##### Material for the task

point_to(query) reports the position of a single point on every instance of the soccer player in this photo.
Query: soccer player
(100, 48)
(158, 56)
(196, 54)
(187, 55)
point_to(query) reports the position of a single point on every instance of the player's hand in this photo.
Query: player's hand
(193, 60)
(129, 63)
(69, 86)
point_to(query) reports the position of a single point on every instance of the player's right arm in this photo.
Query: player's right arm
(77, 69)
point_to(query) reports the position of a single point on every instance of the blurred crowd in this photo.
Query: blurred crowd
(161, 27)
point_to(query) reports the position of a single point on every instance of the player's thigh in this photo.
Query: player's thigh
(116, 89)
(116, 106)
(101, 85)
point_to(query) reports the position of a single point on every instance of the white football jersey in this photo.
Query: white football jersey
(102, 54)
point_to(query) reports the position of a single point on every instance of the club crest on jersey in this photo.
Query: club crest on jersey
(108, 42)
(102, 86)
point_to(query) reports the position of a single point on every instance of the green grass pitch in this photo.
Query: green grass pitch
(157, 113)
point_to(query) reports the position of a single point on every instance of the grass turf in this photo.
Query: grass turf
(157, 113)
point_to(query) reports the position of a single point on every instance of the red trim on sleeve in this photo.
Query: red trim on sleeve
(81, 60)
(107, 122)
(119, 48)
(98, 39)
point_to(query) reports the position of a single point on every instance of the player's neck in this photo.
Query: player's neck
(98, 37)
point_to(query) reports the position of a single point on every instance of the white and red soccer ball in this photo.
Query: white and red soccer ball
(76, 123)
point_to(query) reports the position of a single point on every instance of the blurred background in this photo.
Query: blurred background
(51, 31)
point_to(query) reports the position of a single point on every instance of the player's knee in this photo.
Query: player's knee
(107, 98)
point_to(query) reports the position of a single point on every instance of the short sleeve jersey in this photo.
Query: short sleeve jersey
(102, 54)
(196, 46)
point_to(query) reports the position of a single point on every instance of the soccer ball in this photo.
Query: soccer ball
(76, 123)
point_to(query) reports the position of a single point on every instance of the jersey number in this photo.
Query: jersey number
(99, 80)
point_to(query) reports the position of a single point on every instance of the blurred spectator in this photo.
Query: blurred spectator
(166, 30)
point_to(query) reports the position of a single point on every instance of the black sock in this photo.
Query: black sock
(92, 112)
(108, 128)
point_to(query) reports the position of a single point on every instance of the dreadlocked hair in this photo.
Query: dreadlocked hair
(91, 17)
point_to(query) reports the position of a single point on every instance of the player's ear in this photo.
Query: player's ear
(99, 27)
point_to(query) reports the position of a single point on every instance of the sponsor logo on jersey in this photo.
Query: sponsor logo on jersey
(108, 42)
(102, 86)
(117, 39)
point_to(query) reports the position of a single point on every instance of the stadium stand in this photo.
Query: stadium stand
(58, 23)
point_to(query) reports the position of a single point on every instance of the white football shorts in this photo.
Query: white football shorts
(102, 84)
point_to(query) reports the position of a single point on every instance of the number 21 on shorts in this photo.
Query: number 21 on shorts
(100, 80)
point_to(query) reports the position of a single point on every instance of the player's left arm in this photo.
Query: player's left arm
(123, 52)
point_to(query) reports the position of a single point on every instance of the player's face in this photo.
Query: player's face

##########

Output all the lines above, matching them word for word.

point_to(query) reports the position of a single point on every instance of the soccer player in this photo.
Query: soccer player
(100, 48)
(158, 56)
(196, 54)
(187, 55)
point_to(query) reports the position of a single point on every instance of the player's hand in this photo.
Query: player's hand
(193, 60)
(129, 63)
(69, 86)
point_to(query) reports the position of a single point on every instance of the player's right arm in this photo.
Query: player's right arm
(77, 69)
point_to(query) reports the position of a single point on every instance of the blurred crowd in this photo.
Query: blurred crowd
(161, 27)
point_to(query) reports the position of a single point on every instance of the player's thigh in this photo.
Query: player's thigh
(116, 89)
(116, 106)
(101, 85)
point_to(query) reports the position of a single point on every instance of the white football jersey in this photo.
Query: white football jersey
(102, 54)
point_to(query) reports the position of a single point on every instance of the club crest on jersey in this photo.
Query: club crest on jersey
(108, 42)
(102, 86)
point_to(query) reports the position of a single point on every instance of the green grass pitch in this photo.
Query: green grass pitch
(157, 113)
point_to(query) reports the position of a single point on every instance of the grass turf in this photo.
Query: grass turf
(157, 113)
point_to(query) reports the position of a single point on every instance of the red trim on sleeve in this photo.
Query: red trim on sleeve
(81, 60)
(107, 122)
(119, 48)
(98, 39)
point_to(query) reports the position of a single point on every instance of the player's neck in this photo.
Query: player's neck
(98, 37)
point_to(query) reports the position of a single point on every instance of the white and red soccer ball in this photo.
Query: white and red soccer ball
(76, 123)
point_to(query) reports the position of a single point on every instance of the blurred background in this photo.
Query: blurred background
(51, 31)
point_to(query) reports the position of a single point on every instance of the player's knee in this photo.
Query: player's knee
(107, 98)
point_to(query) reports the position of a single point on every instance of the short sleeve jersey in this photo.
Query: short sleeve jersey
(102, 54)
(196, 46)
point_to(query) reports the position of a single point on every instance of the soccer ball in this photo.
Query: soccer ball
(76, 123)
point_to(query) reports the position of a single point on every instance of the jersey number in this photo.
Query: jersey number
(99, 80)
point_to(query) reports the position of a single point on every instance of the blurred spectator in this photo.
Query: blurred spectator
(166, 30)
point_to(query) reports the position of a single point on every instance of the black sock in this photo.
Query: black sock
(92, 112)
(108, 128)
point_to(query) reports the position of a single point on every instance of the dreadlocked hair in this photo.
Query: dreadlocked hair
(91, 17)
point_to(query) reports the position of a single point on every instance of the player's ear in this photo.
Query: player's ear
(99, 27)
point_to(query) reports the position of a single point on every instance of the sponsor logo on jersey in this photo.
Query: sponsor logo on jersey
(108, 42)
(102, 86)
(117, 39)
point_to(query) reports the position of a single point on every instance of the stadium stand in this photo.
Query: stadium stand
(58, 23)
point_to(query) reports the position of a single point on every instance of the white football shorts in this photo.
Query: white football shorts
(102, 84)
point_to(query) reports the position of a single point on every instance of the number 21 on shorts in this photo.
Query: number 21 on shorts
(100, 80)
point_to(query) reports the position of a single point on every instance of the player's left arm in this photo.
Query: player's left arm
(123, 52)
point_to(query) reports the position of a single point on every instance of the player's face in this photo.
Query: player's face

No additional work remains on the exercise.